TASK OBJECTIVE> Transcribe each record exactly. Include every one.

— start EXERCISE INPUT —

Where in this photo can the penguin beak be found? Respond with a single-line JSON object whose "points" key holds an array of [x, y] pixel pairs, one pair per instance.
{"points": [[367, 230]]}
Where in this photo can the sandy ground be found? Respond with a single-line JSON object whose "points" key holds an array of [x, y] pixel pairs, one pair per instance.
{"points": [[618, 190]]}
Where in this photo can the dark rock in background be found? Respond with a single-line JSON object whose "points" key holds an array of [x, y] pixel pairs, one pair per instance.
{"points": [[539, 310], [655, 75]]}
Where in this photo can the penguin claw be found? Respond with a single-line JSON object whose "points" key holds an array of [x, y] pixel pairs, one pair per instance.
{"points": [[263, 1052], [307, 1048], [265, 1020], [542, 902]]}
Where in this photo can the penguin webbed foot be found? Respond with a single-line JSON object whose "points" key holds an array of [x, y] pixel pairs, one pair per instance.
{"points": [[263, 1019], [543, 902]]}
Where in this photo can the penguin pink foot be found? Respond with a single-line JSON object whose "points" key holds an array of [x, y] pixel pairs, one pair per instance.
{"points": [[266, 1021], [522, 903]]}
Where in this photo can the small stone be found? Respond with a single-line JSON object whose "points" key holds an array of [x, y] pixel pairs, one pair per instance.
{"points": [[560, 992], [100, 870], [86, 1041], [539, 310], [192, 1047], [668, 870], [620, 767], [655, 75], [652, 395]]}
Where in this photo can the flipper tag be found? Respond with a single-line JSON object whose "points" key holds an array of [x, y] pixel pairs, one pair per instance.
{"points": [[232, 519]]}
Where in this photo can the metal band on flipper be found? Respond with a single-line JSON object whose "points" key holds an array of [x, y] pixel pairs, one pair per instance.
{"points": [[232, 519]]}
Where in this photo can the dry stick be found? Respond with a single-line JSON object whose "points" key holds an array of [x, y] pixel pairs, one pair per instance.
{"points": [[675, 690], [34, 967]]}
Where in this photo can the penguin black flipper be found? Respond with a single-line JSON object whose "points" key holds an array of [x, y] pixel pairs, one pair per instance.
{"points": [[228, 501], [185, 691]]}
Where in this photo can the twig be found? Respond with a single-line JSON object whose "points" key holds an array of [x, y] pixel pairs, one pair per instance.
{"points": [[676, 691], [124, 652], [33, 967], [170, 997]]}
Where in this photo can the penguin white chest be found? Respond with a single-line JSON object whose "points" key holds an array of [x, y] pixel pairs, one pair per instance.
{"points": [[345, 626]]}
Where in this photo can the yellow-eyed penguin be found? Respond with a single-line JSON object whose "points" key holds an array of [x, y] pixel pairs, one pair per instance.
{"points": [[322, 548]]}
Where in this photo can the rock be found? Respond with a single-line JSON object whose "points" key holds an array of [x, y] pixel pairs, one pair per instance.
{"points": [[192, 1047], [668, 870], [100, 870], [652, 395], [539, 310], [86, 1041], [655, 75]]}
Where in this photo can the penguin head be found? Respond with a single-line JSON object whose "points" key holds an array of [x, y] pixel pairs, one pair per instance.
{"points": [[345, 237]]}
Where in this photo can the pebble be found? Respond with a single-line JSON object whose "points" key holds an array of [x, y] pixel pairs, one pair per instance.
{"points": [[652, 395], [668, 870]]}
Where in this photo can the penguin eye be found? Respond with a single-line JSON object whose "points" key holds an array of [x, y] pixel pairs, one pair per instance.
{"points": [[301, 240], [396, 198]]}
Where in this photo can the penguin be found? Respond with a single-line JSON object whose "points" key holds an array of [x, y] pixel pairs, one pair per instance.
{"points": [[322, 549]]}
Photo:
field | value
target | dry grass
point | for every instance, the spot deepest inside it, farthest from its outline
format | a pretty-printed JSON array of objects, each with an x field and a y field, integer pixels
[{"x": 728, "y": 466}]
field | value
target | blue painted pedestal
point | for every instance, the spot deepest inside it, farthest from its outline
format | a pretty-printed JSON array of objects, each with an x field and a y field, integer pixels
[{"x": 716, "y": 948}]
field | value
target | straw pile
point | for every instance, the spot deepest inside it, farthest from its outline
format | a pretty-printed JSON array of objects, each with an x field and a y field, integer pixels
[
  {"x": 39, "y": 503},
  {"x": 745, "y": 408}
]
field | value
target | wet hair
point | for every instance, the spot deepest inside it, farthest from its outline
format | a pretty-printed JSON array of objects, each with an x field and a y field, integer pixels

— end EXERCISE INPUT —

RESULT>
Where in this photo can the penguin beak be found? Respond with a single-line JSON object whose "points" key holds an array of [x, y] pixel pairs, one pair per instance.
{"points": [[367, 230]]}
Where in this photo can the sandy ground be found? Respond with a single-line JSON object whose "points" key holds an array of [x, y] pixel pairs, one pair per instance.
{"points": [[618, 190]]}
Where in this photo can the dark rock in background be found? Respond with a single-line JSON object whose "points" key holds an array of [x, y] pixel pairs, one pair per instance.
{"points": [[539, 310], [655, 75]]}
Where in this photo can the penguin claw be found? Respond with a single-line JSON object whose "points" key holds an array of [x, y] pixel pairs, one pair per instance.
{"points": [[263, 1052], [307, 1048], [265, 1020], [542, 902]]}
Where in this photo can the penguin webbed foot be found? Respond with a single-line JSON object whose "points" key holds an array of [x, y] pixel pairs, one pair per instance.
{"points": [[263, 1019], [543, 902]]}
Where in this photo can the penguin pink foot be found? Respond with a single-line JSON object whose "points" key holds an array of [x, y] pixel pairs, one pair per instance.
{"points": [[266, 1021], [522, 903]]}
Where in this photo can the small stone be found? Respond with a single-line JSON object whose "points" key holds an array of [x, y] pixel pairs, one pair per instance.
{"points": [[560, 992], [100, 870], [86, 1041], [539, 310], [192, 1047], [668, 870], [620, 767], [655, 75], [652, 395]]}
Where in this photo can the flipper tag be found? Respond with a single-line JSON object whose "points" key holds an array of [x, y] pixel pairs, one pair per instance.
{"points": [[232, 519]]}
Where in this photo can the metal band on flipper be found? Respond with a single-line JSON object whose "points" key holds an array of [x, y] pixel pairs, one pair per instance.
{"points": [[232, 519]]}
Where in this photo can the dry stick be found? Respond with a single-line JSON object whose "points" key holds an array of [x, y] pixel pairs, one pair per instance.
{"points": [[675, 690], [34, 967]]}
Where in this photo can the penguin black flipper be found? Respond with a single-line JSON object whose "points" key holds an array of [x, y] pixel pairs, one pair per instance.
{"points": [[228, 501], [185, 691]]}
Where in this photo can the twig be found? Respond with a single-line JSON object whose "points" key holds an array of [x, y] pixel pairs, one pair per instance.
{"points": [[676, 691], [124, 652], [33, 967], [170, 997]]}
Where in this photo can the penguin white chest be found? Respond with a single-line JSON object whose "points" key holds an array of [x, y] pixel pairs, one pair per instance.
{"points": [[345, 626]]}
Where in this photo can the yellow-eyed penguin be found? Respond with a single-line JSON object whose "points" key holds an array of [x, y] pixel pairs, one pair per instance.
{"points": [[322, 548]]}
Where in this photo can the rock be found? Respond with a single-line JSON object whose "points" key holds an array of [x, y] pixel pairs, one pair per instance.
{"points": [[192, 1047], [668, 870], [100, 870], [652, 395], [539, 310], [86, 1041], [655, 75]]}
Where in this photo can the penguin head be found? Respond with a single-line JSON object whose "points" key holds an array of [x, y] pixel pairs, one pair per instance.
{"points": [[345, 237]]}
Where in this photo can the pebble be found? Respond with a single-line JSON object whose "points" key holds an array of [x, y] pixel pairs, one pair per instance.
{"points": [[652, 395], [668, 870]]}
Where in this photo can the penguin eye be found? Respond with a single-line JSON object whose "points" key holds an array of [x, y] pixel pairs, one pair per instance.
{"points": [[301, 240], [396, 198]]}
Where in this photo can the penguin be found? Respond with a single-line JSON object whose "points" key holds an array of [x, y] pixel pairs, one pair per instance.
{"points": [[322, 549]]}
Photo:
field | value
target | dry grass
point | for every instance, the spot deepest inside it, farthest from its outline
format | a pretty-printed JSON array of objects, each with an x field and a y field, integer pixels
[{"x": 728, "y": 466}]
field | value
target | blue painted pedestal
point | for every instance, the spot deepest inside it, farthest from its outline
format | a pretty-printed JSON array of objects, each with an x field and a y field, integer pixels
[{"x": 716, "y": 948}]
field | value
target | straw pile
point | for every instance, the spot deepest inside it, farthest from its outline
format | a pretty-printed JSON array of objects, each with an x field and a y field, integer pixels
[
  {"x": 39, "y": 503},
  {"x": 745, "y": 408}
]
field | value
target | wet hair
point | for every instance, the spot deepest inside it, farthest from its outline
format | a pretty-printed JSON array of objects, each with an x field and a y field, integer pixels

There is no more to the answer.